__Written task__. Extract every line of the records below that contains the string "with", copying each one in full.

__Exercise input__.

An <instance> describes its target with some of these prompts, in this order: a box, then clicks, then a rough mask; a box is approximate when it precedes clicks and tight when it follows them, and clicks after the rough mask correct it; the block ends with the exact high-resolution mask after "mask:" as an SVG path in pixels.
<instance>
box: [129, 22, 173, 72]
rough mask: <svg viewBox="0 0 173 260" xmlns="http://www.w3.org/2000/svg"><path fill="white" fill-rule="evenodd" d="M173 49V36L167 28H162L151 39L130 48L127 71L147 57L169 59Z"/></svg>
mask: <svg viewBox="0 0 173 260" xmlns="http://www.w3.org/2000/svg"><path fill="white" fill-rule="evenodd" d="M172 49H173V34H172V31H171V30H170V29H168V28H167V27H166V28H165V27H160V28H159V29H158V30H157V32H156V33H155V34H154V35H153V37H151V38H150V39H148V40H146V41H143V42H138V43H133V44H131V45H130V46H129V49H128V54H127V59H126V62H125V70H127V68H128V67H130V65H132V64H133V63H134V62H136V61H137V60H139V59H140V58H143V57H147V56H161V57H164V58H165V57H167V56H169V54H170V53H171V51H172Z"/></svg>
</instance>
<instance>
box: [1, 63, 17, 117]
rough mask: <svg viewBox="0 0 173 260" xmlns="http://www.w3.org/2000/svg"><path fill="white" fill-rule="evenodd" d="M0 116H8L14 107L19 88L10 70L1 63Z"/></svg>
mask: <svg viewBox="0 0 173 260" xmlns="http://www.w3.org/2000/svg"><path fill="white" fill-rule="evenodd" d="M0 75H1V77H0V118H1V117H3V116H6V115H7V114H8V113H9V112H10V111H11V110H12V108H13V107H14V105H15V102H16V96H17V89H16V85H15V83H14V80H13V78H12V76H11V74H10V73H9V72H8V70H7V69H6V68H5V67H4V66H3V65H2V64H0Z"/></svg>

...

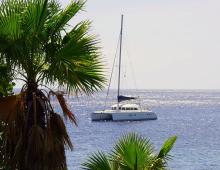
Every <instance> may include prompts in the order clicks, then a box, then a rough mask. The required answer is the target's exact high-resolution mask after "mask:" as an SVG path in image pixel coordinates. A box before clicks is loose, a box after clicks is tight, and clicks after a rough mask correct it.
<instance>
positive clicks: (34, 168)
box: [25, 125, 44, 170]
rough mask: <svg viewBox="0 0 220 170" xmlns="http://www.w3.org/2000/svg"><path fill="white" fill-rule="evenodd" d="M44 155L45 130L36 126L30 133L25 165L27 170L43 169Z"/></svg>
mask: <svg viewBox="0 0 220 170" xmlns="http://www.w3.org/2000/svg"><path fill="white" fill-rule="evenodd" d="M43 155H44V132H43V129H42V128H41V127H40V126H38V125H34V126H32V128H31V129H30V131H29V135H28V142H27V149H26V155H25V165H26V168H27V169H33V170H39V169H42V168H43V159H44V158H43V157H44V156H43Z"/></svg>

__Result of the task__.
An <instance> describes its target with some of these prompts, in this order: a box, then clicks, then a rough mask; a box is approximate when it precedes clicks and tight when it follows them, and clicks after the rough mask correct it; the block ends with the exact high-resolution mask after "mask:" as an SVG path in pixels.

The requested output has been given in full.